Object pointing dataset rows

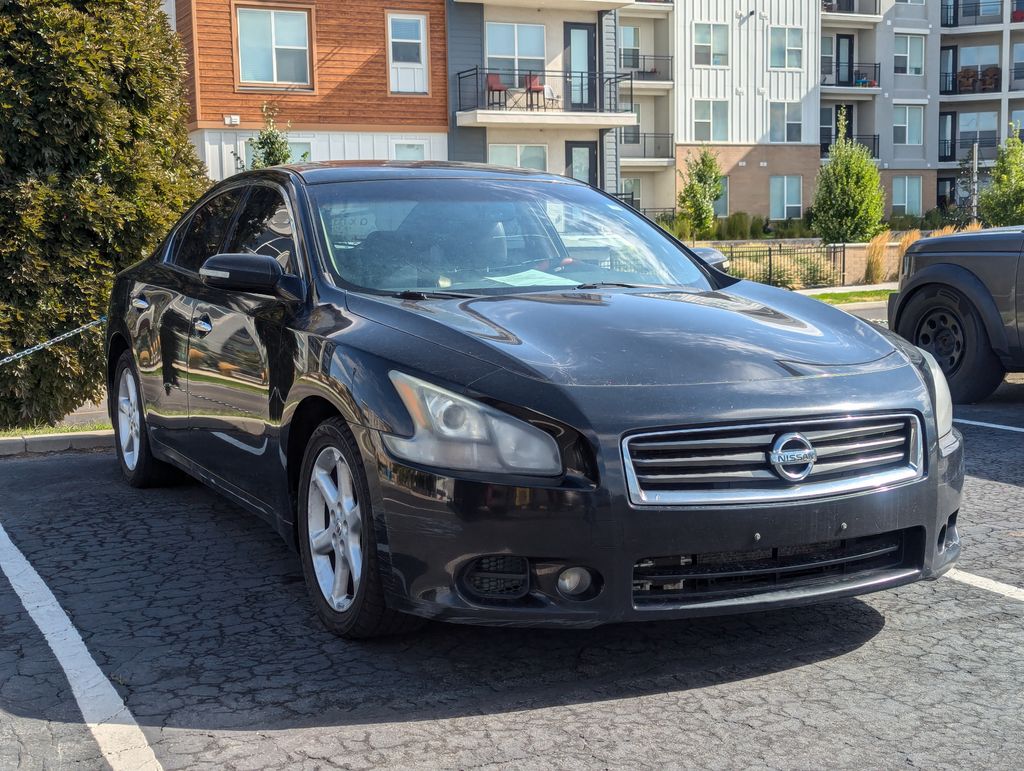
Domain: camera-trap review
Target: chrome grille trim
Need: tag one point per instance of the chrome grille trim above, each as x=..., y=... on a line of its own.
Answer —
x=856, y=454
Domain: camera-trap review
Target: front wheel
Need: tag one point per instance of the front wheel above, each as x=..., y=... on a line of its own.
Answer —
x=947, y=325
x=336, y=539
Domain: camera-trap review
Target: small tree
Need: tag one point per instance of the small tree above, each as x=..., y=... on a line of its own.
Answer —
x=1003, y=202
x=702, y=185
x=95, y=165
x=849, y=203
x=269, y=146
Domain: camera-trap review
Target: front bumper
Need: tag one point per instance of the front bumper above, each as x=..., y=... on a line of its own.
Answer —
x=434, y=527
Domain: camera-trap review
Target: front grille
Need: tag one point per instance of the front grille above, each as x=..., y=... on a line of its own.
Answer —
x=733, y=464
x=718, y=575
x=498, y=577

**SET EXERCISE**
Copy out the material above word for word, from start to finish, but leave out the pictures.

**ANSWER TO THE EXERCISE**
Domain: camera-trap review
Target: chrome grille trim
Need: tag one point per instance of the chrome grille trim above, each as x=..., y=... on a line of its own.
Answer —
x=856, y=454
Domain: camera-trap review
Target: front wheel
Need: tag one point per instance of the front wheel above, each as x=..., y=... on a line of its own.
Answer —
x=947, y=325
x=336, y=539
Domain: camera-trap review
Target: small tree
Need: tag one point per instance of the small tree above, each as x=..., y=... on a line of its own.
Answer —
x=1003, y=202
x=702, y=185
x=95, y=165
x=849, y=203
x=269, y=146
Domain: camera-trap review
Target: front bumper
Need: tag one point per instance of the front bumper above, each as x=..., y=... on a line of its own.
Answer —
x=434, y=527
Domain: camera-trap review
Target: front grille
Need: tag one point per instance of the front grille above, each as x=..., y=... on a line of its own.
Answer —
x=733, y=464
x=718, y=575
x=498, y=577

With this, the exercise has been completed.